■ Set task 1: From the showcase on spatial reorientation, extract the passage starting at "- Category: Showcase" and ending at "in this Showcase.", copied word for word.
■ Set task 2: In the showcase on spatial reorientation, list in order the steps that participants go through in the lab procedure it describes.
■ Set task 3: Continue the showcase on spatial reorientation, picking up after its last sentence.

■ Passage given:
——
- Category: Showcase
September 2009 Showcase:
Alexandra Twyman, (Advisor: Nora S. Newcombe, PI), 4th Year PhD Student
Department of Psychology, Temple University
In our daily lives, we are always on the move. Successful navigation requires two components (when a GPS unit isn’t at hand), a map-like representation, and some knowledge of your current position on the map. From time to time, perhaps after travelling underground in the subway, or by being distracted by a phone conversation, we lose track of the "I am here" sticker on our mental map. Before we are able to carry on with our travels, we must first update our current position on our mental map. Thus, the processing of reorientation, or updating the current spatial position, can be viewed as the first step in the navigation process. This is the process that we will be discussing in this Showcase.
We can investigate the reorientation process in the lab. First, participants are introduced to a controlled environment, where we can manipulate the types of cues that are available to participants. Then participants are shown a goal location, and asked to remember where it is. To induce the state of disorientation (mimicking the subway travel scenario), participants are asked to spin in a circle with their eyes closed. Once they have stopped spinning, then they are allowed to open their eyes, and are asked to return to the goal location. Based on the types of information that we provide to participants, we can investigate how people are able to reorient.
——
■ Raw records:
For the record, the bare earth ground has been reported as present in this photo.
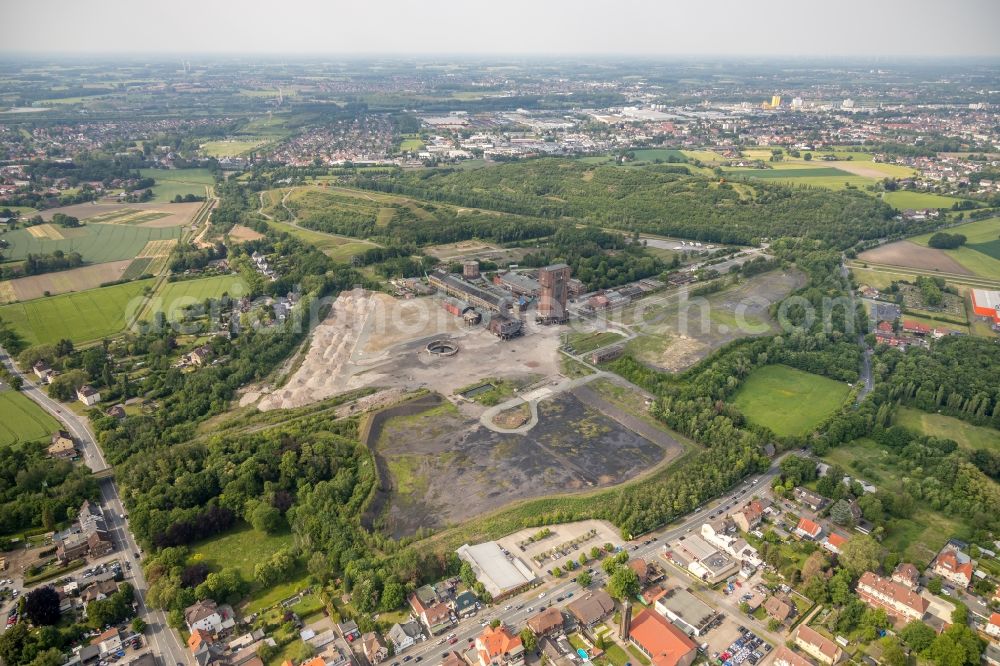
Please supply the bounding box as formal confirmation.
[229,224,264,243]
[858,241,972,275]
[39,202,202,228]
[625,271,805,372]
[250,290,559,411]
[378,393,664,537]
[0,259,132,303]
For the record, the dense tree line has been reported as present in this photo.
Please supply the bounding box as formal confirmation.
[0,442,97,534]
[357,159,913,248]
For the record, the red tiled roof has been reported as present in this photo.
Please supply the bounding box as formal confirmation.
[798,518,823,536]
[632,608,697,666]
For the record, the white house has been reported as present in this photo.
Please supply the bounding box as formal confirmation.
[76,384,101,407]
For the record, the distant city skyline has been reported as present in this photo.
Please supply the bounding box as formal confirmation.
[0,0,1000,58]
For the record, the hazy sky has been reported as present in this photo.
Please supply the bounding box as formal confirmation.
[0,0,1000,57]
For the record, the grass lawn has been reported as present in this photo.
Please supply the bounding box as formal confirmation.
[733,365,850,436]
[566,331,622,354]
[0,223,183,264]
[146,275,247,320]
[823,438,971,568]
[0,390,59,446]
[896,407,1000,451]
[188,525,309,613]
[0,280,153,345]
[882,192,960,210]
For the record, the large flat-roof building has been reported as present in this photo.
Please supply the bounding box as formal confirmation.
[537,264,570,324]
[456,541,535,599]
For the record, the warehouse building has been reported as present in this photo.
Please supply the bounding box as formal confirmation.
[456,541,535,599]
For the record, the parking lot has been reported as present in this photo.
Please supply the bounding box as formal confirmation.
[708,618,773,666]
[497,520,622,577]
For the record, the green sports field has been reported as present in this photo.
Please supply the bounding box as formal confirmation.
[733,365,851,436]
[896,407,1000,452]
[0,224,183,264]
[882,192,960,210]
[144,275,247,319]
[0,389,59,446]
[0,280,153,344]
[139,169,215,201]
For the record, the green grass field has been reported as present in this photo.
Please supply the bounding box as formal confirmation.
[145,275,247,319]
[882,192,959,210]
[0,224,183,264]
[139,169,215,201]
[733,365,850,436]
[910,217,1000,279]
[0,389,59,446]
[0,280,153,344]
[823,438,971,568]
[896,407,1000,451]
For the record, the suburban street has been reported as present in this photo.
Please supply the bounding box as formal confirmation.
[391,456,784,663]
[0,347,190,666]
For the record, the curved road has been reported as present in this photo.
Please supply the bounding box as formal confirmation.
[0,347,191,666]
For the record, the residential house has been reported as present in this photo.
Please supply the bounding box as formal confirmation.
[80,580,118,604]
[46,430,78,460]
[985,613,1000,639]
[823,532,847,555]
[931,543,975,590]
[386,620,424,654]
[188,629,215,654]
[441,650,469,666]
[476,624,524,666]
[566,590,615,627]
[184,599,236,634]
[732,500,764,532]
[892,562,920,590]
[361,631,389,666]
[527,606,563,636]
[628,608,698,666]
[764,595,795,622]
[774,645,816,666]
[337,620,361,643]
[857,571,929,622]
[795,518,823,541]
[795,624,844,666]
[76,384,101,407]
[793,486,830,511]
[452,591,479,618]
[90,627,122,657]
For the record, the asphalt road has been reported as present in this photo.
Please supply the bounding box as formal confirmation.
[390,456,784,664]
[0,347,192,666]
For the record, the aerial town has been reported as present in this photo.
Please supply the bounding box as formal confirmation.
[0,0,1000,666]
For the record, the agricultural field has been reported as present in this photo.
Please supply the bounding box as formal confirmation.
[0,259,134,303]
[895,407,1000,452]
[139,169,215,201]
[144,275,247,320]
[0,388,59,446]
[732,365,850,437]
[40,203,201,231]
[0,280,153,344]
[824,438,972,568]
[882,191,960,210]
[0,222,182,264]
[267,220,375,262]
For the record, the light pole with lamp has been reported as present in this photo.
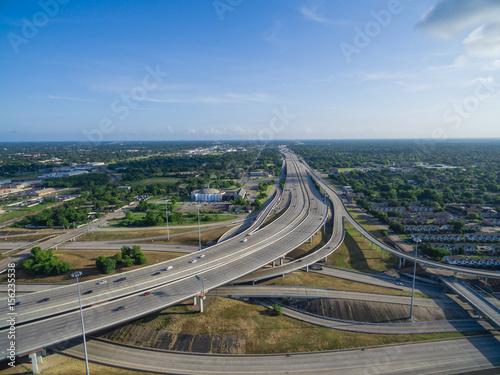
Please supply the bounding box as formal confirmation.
[71,271,89,375]
[165,199,170,241]
[196,204,201,250]
[410,238,422,320]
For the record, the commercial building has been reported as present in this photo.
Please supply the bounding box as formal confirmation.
[30,188,56,197]
[191,188,225,202]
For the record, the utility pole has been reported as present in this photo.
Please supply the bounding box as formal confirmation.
[410,238,422,320]
[196,204,201,250]
[165,199,170,241]
[71,271,89,375]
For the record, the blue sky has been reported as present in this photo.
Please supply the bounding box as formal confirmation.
[0,0,500,141]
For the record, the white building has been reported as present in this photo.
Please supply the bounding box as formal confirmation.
[191,188,225,202]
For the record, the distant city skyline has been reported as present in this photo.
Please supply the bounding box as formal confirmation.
[0,0,500,142]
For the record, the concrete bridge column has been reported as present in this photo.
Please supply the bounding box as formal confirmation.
[29,352,43,374]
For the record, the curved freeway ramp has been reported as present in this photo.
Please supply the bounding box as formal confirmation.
[0,156,324,358]
[257,300,495,335]
[57,335,500,375]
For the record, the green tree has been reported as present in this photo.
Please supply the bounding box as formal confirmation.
[135,251,148,264]
[96,255,116,274]
[123,255,134,267]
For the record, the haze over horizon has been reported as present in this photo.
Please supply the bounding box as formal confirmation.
[0,0,500,142]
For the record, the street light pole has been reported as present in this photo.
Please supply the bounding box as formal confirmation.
[71,271,89,375]
[410,238,422,320]
[196,204,201,250]
[165,199,170,241]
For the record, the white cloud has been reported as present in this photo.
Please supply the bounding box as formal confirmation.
[144,92,269,105]
[416,0,500,39]
[300,0,354,26]
[483,60,500,71]
[204,128,223,135]
[463,22,500,58]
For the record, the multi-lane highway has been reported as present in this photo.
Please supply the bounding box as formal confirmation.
[0,151,326,357]
[60,335,500,375]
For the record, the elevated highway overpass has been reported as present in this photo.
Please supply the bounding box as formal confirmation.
[0,152,332,358]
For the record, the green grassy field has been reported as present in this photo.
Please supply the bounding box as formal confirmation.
[331,223,399,273]
[109,297,462,354]
[131,177,181,186]
[0,203,57,223]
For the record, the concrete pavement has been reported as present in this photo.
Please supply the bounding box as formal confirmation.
[54,335,500,375]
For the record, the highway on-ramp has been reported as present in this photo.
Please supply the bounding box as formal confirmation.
[0,151,332,358]
[57,335,500,375]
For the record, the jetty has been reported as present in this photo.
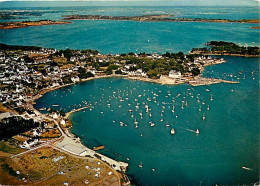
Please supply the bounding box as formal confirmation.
[64,106,92,119]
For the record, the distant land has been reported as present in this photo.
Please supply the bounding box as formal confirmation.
[0,20,71,29]
[190,41,260,57]
[250,26,260,29]
[0,14,260,29]
[63,14,260,23]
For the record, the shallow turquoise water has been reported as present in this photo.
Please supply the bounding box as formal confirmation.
[0,5,259,54]
[3,2,260,185]
[36,57,259,185]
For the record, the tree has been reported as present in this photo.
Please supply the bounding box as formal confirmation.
[106,64,118,74]
[147,70,159,79]
[191,68,200,76]
[50,61,58,67]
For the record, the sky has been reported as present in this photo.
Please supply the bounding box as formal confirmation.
[0,0,260,6]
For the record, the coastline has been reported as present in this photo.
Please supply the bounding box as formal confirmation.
[0,20,72,30]
[189,52,260,58]
[31,56,238,184]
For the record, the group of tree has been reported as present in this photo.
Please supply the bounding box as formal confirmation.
[0,116,40,140]
[78,67,94,79]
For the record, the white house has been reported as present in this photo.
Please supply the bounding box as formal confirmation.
[169,70,181,78]
[60,119,66,125]
[52,113,58,119]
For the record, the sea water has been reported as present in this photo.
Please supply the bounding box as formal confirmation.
[0,2,259,54]
[35,57,259,185]
[0,2,259,185]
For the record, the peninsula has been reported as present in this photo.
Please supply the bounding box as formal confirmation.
[63,14,260,24]
[190,41,260,57]
[0,20,71,29]
[0,44,254,185]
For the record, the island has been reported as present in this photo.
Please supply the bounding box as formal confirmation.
[250,26,260,29]
[0,42,256,185]
[0,20,71,29]
[190,41,260,57]
[63,14,260,24]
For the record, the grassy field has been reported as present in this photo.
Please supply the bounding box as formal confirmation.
[10,147,119,185]
[0,141,24,154]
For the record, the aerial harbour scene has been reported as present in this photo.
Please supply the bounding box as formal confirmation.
[0,0,260,186]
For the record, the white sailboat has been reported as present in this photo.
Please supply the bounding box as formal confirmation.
[172,105,174,113]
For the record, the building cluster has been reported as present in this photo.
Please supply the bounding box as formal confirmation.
[0,48,224,112]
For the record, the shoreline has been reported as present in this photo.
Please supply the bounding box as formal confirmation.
[29,57,238,184]
[189,52,260,58]
[0,20,72,30]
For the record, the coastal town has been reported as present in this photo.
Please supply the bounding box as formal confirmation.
[0,44,256,185]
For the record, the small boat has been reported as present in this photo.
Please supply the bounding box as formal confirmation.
[93,145,105,150]
[172,105,174,113]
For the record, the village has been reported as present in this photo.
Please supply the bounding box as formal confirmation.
[0,44,237,185]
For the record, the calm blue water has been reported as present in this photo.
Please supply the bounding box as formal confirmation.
[0,2,259,53]
[0,2,260,185]
[35,57,259,185]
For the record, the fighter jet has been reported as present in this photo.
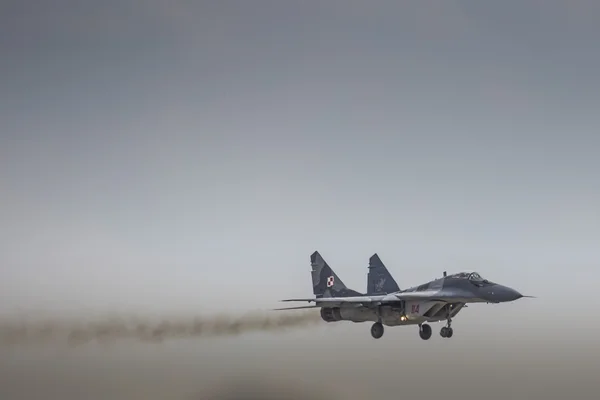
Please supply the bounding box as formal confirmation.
[277,251,533,340]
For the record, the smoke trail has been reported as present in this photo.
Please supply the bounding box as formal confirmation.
[0,312,321,346]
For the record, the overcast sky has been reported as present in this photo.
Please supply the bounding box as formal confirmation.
[0,0,600,318]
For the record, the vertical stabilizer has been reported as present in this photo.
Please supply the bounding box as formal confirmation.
[310,251,362,297]
[367,253,400,295]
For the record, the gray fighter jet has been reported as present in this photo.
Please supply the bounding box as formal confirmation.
[278,251,533,340]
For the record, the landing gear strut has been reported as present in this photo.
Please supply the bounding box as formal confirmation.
[440,305,454,339]
[419,324,431,340]
[371,322,383,339]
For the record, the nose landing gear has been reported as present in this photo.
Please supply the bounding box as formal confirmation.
[371,322,384,339]
[419,324,431,340]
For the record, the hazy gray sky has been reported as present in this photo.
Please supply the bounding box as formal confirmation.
[0,0,600,318]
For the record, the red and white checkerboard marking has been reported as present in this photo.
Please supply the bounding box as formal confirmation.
[327,276,333,287]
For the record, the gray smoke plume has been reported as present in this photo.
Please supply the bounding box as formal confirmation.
[0,311,321,346]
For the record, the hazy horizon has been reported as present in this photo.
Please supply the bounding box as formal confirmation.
[0,0,600,400]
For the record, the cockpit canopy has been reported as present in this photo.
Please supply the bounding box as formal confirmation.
[448,272,489,285]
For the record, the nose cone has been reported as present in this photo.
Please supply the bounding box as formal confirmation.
[485,285,523,303]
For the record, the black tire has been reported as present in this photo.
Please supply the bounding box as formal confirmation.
[371,322,384,339]
[419,324,431,340]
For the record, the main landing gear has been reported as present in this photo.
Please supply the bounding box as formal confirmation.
[440,306,454,339]
[419,324,431,340]
[371,322,383,339]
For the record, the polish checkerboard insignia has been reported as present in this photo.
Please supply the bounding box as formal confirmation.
[327,276,333,287]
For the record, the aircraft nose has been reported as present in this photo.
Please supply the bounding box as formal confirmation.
[488,285,523,303]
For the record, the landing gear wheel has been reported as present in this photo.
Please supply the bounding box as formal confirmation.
[419,324,431,340]
[371,322,383,339]
[440,326,454,338]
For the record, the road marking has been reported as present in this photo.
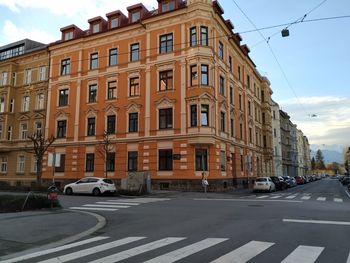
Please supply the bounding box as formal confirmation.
[39,237,145,263]
[144,238,227,263]
[193,198,303,203]
[333,198,343,203]
[89,237,186,263]
[282,219,350,226]
[69,206,119,211]
[83,204,130,208]
[1,236,109,263]
[211,241,274,263]
[281,246,324,263]
[96,201,140,205]
[271,195,282,199]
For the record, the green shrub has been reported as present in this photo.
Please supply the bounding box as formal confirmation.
[0,194,61,213]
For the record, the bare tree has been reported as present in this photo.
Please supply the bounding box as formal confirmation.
[97,131,113,178]
[26,132,56,186]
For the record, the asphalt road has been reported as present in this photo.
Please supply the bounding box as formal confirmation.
[4,179,350,263]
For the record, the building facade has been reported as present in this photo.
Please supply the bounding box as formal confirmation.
[0,39,49,185]
[43,0,274,189]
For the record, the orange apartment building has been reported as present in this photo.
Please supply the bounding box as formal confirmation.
[43,0,273,189]
[0,39,49,186]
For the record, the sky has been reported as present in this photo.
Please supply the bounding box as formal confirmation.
[0,0,350,152]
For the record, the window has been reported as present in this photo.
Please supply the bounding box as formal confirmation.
[7,126,12,141]
[220,112,225,132]
[128,152,137,172]
[111,17,119,28]
[159,108,173,129]
[129,77,140,97]
[162,0,175,12]
[201,104,209,126]
[159,33,173,54]
[56,120,67,138]
[218,41,224,59]
[55,154,66,173]
[0,97,5,112]
[85,153,95,172]
[230,119,235,137]
[24,69,32,84]
[20,123,28,140]
[220,76,225,96]
[107,115,116,134]
[129,112,139,132]
[158,150,173,171]
[0,156,7,173]
[201,26,208,46]
[36,93,45,110]
[22,96,29,112]
[90,53,98,69]
[220,151,226,171]
[17,155,25,173]
[89,84,97,103]
[106,153,115,172]
[190,27,197,47]
[58,89,69,107]
[107,81,117,100]
[61,58,70,76]
[130,43,140,61]
[131,11,141,23]
[201,65,209,85]
[109,48,118,66]
[159,70,173,91]
[92,23,100,33]
[87,117,96,136]
[64,31,73,40]
[190,65,198,86]
[190,105,197,127]
[39,66,46,81]
[0,72,7,86]
[196,149,208,171]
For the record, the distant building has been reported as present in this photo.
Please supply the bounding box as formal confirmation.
[0,39,49,185]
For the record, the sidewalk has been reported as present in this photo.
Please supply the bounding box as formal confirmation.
[0,209,105,261]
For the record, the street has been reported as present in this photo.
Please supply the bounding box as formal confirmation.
[0,179,350,263]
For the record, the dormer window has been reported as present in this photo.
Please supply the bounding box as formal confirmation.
[131,11,141,23]
[110,17,119,28]
[92,23,100,33]
[162,0,175,12]
[64,31,73,40]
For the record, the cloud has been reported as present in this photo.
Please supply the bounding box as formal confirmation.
[278,96,350,145]
[0,20,57,46]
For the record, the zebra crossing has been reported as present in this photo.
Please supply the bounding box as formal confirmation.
[69,197,170,212]
[249,193,345,203]
[0,236,350,263]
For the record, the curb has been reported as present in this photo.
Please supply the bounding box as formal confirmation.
[0,209,107,262]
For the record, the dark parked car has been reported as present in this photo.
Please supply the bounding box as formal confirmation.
[270,176,288,190]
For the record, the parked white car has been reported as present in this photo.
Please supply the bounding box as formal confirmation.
[253,177,276,192]
[63,177,116,195]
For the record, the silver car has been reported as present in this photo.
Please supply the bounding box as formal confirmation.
[63,177,116,195]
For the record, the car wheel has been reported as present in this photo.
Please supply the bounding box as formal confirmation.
[65,187,73,195]
[92,188,101,196]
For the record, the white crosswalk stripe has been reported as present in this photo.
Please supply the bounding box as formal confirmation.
[89,237,185,263]
[144,238,227,263]
[39,237,145,263]
[0,236,350,263]
[281,246,324,263]
[212,241,274,263]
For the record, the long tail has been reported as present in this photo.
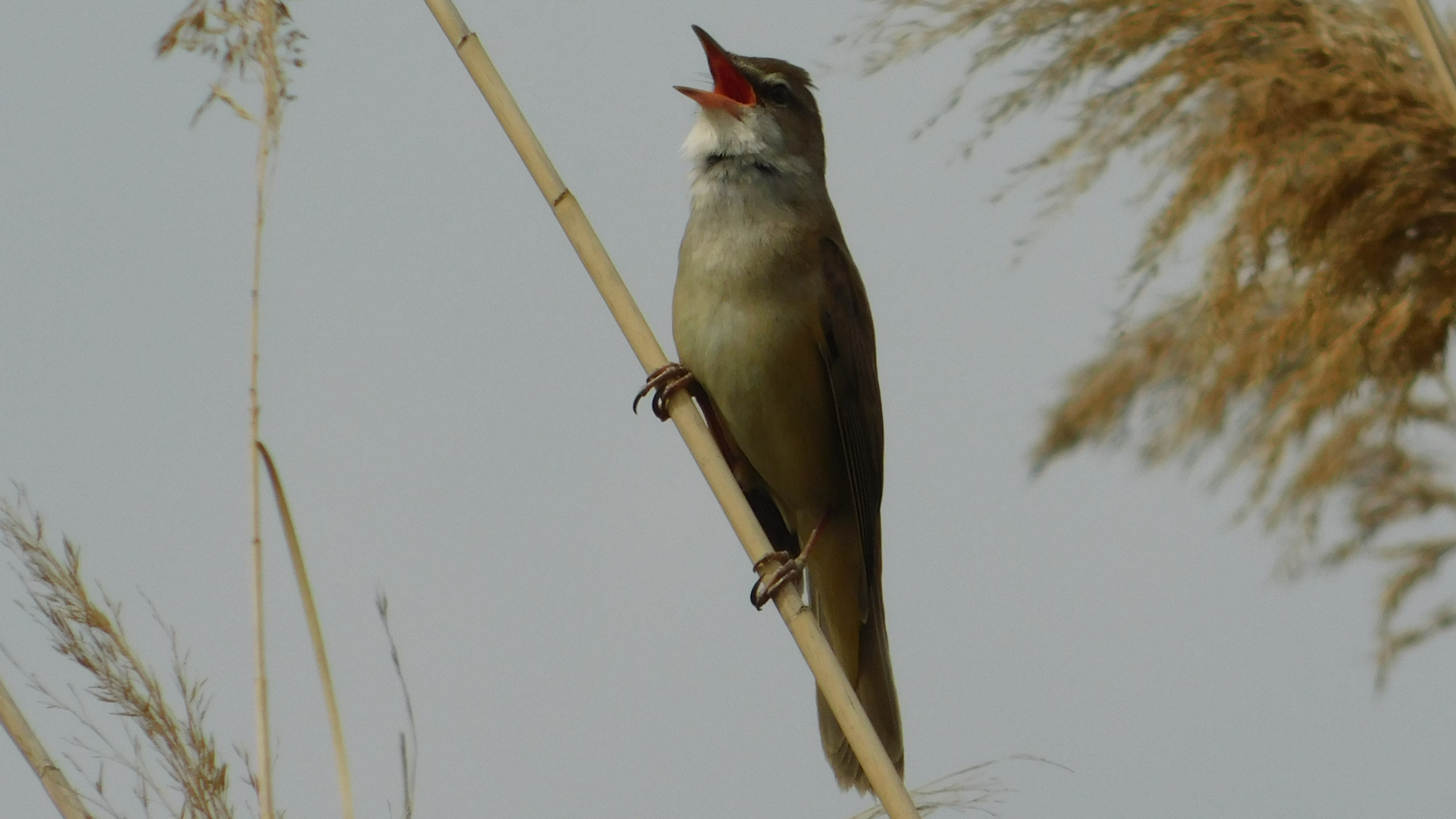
——
■ Written reply 1:
- Category: Showcase
September 2009 Showcase:
Alexandra Twyman, (Advisor: Nora S. Newcombe, PI), 4th Year PhD Student
Department of Psychology, Temple University
In our daily lives, we are always on the move. Successful navigation requires two components (when a GPS unit isn’t at hand), a map-like representation, and some knowledge of your current position on the map. From time to time, perhaps after travelling underground in the subway, or by being distracted by a phone conversation, we lose track of the "I am here" sticker on our mental map. Before we are able to carry on with our travels, we must first update our current position on our mental map. Thus, the processing of reorientation, or updating the current spatial position, can be viewed as the first step in the navigation process. This is the process that we will be discussing in this Showcase.

■ Written reply 2:
1. Participants are introduced to a controlled environment where the available cues can be manipulated.
2. They are shown a goal location and asked to remember where it is.
3. They spin in a circle with their eyes closed to become disoriented.
4. Once they stop spinning, they open their eyes and are asked to return to the goal location.

■ Written reply 3:
One type of information that is often displayed is a feature cue, such as a uniquely colored landmark. Young children, even toddlers, have been shown to use feature cues for reorientation (Learmonth, Nadel, & Newcombe, 2002). However, it is debated how these feature cues are used by the reorientation system. Lee, Shusterman, and Spelke (2006) have argued that when young children are using feature cues, they do so in an associative manner, to beacon towards a goal location. This is an important point, because from this position, it is argued that the young children are able to partially navigate, without recovering a sense of where they are in the environment. To test this hypothesis, four year old children were introduced to a circular enclosure with an equilateral array of hiding locations. In this array, one of the hiding locations was a red cylinder, while the other two points of the triangle were identical blue rectangular boxes. Thus, the red cylinder could serve as a landmark for reorientation. If this is true, then the four year old children should be successful finding the sticker in any of the locations after disorientation. However, if children are depending on a beaconing strategy, and cannot use features at all for reorientation, then children should succeed when the sticker is at the unique red location, and randomly divide search at the two identical blue containers. Perhaps surprisingly, the second situation was found by Lee et al (2006). Children were able to retrieve the sticker about 80-90% of the time at the unique container, and were only 50% successful at the blue containers. These finding were taken as support of a two-step account of reorientation. In the first step of the reorientation system, participants are hypothesized to reorient based on the available geometry of the environment. In a second step, people can associatively beacon to a target location based on the non-geometric (i.e. feature) properties of the environment. This view of spatial cognition is modular in nature, and leaves little room for the role of experience, malleability, or training.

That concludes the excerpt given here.